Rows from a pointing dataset
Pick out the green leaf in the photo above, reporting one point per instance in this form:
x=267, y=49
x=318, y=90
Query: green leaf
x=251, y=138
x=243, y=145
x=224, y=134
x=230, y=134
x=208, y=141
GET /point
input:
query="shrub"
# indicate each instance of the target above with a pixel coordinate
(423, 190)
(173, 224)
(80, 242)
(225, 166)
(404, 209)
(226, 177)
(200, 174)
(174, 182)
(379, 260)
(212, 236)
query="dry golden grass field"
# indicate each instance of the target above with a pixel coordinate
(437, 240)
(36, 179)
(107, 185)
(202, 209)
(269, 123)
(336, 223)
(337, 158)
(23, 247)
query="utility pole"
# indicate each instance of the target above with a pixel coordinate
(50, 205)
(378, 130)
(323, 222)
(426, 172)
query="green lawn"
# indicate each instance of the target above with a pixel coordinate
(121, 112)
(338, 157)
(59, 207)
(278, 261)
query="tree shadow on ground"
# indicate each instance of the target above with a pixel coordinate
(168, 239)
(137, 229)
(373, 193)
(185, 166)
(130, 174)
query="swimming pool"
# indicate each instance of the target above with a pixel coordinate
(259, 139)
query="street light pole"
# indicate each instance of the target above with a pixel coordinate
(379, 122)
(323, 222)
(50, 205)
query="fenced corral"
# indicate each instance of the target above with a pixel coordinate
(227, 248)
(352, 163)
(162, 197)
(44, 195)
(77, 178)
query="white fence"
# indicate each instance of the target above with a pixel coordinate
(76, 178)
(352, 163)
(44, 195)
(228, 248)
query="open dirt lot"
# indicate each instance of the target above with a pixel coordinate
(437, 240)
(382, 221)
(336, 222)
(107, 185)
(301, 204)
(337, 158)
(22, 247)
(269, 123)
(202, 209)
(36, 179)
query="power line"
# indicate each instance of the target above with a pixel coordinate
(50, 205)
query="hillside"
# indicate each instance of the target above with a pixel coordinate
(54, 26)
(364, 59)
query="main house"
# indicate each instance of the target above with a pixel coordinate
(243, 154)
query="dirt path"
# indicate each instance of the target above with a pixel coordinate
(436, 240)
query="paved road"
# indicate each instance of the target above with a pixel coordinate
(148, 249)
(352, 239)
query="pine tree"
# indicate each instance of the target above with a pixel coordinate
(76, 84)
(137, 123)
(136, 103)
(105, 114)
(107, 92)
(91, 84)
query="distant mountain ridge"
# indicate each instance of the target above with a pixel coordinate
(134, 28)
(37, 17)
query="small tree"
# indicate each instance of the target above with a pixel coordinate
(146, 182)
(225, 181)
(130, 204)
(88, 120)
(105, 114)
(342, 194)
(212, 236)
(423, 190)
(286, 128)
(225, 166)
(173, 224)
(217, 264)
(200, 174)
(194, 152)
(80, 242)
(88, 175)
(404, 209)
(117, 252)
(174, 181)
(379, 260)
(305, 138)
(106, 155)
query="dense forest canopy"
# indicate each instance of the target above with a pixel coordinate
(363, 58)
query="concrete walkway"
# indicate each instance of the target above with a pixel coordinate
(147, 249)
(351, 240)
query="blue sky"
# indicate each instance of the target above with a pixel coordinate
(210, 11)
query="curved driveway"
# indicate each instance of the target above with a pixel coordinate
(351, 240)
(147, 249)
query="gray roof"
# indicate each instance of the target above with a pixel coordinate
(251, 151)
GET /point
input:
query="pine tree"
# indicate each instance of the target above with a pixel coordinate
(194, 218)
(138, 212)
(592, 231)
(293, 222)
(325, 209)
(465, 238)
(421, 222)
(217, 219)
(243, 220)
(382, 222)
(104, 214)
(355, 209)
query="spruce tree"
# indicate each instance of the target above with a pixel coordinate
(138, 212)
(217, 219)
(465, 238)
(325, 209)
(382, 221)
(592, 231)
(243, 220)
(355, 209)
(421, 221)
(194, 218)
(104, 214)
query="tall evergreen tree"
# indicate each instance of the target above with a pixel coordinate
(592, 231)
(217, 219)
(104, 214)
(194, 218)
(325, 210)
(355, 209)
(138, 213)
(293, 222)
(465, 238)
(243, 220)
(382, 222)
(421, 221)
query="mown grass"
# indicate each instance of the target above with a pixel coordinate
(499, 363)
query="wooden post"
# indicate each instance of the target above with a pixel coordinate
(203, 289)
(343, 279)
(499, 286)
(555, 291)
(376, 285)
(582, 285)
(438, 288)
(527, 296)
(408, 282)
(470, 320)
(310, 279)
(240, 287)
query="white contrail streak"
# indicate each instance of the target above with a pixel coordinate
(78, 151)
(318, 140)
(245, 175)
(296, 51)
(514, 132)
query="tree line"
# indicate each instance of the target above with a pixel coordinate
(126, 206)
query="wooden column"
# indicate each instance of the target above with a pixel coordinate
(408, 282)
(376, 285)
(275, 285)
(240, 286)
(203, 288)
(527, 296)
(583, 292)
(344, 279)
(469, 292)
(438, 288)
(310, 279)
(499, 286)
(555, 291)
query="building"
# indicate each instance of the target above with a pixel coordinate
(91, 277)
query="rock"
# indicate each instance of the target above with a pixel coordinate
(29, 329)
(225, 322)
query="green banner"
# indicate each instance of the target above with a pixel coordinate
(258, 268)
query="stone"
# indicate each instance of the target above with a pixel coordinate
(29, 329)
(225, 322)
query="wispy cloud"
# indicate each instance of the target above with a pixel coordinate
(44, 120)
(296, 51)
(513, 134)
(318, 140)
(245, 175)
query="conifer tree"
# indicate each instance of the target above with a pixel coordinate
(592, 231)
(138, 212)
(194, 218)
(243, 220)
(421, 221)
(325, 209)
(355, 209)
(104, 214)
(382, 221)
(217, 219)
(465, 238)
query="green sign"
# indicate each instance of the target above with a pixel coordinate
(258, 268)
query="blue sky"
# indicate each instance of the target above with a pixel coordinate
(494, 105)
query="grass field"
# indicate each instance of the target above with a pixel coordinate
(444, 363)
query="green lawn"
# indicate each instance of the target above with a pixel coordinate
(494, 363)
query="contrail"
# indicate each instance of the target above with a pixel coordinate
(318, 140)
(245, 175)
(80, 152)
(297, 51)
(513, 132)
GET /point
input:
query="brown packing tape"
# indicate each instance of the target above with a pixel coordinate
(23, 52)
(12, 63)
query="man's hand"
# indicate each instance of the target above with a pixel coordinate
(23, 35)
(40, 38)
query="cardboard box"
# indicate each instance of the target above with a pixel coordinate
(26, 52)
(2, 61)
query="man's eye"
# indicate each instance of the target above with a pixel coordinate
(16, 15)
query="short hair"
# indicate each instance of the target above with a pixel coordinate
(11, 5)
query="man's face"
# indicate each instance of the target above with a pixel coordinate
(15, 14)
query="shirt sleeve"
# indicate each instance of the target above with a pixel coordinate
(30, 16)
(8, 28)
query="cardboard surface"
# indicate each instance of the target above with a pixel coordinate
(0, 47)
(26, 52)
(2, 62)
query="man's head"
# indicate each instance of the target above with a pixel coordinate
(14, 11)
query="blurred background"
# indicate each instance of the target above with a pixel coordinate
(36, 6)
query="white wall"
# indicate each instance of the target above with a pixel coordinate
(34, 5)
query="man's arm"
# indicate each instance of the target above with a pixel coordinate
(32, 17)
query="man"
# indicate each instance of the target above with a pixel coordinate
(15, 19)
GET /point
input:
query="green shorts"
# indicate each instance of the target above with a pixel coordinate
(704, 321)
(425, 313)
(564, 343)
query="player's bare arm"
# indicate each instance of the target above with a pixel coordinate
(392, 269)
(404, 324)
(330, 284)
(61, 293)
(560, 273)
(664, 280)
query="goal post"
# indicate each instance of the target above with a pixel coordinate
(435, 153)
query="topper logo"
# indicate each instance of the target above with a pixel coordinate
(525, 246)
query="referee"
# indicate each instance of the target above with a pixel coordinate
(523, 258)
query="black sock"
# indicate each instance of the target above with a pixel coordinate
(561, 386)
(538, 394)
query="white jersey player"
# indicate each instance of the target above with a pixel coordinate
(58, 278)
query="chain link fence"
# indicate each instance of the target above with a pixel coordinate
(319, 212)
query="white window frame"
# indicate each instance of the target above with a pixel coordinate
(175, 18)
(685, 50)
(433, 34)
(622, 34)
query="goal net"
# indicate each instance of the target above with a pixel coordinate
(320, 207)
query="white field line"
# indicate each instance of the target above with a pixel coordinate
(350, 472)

PROBLEM STATEMENT:
Reproduce word for word every line from the start of the rows above down to and including the line containing "x=208, y=141".

COMPLETE RESPONSE:
Pick out the green leaf in the photo above, reporting one point per instance in this form:
x=267, y=49
x=318, y=90
Query: green leaf
x=251, y=138
x=243, y=145
x=224, y=134
x=230, y=134
x=208, y=141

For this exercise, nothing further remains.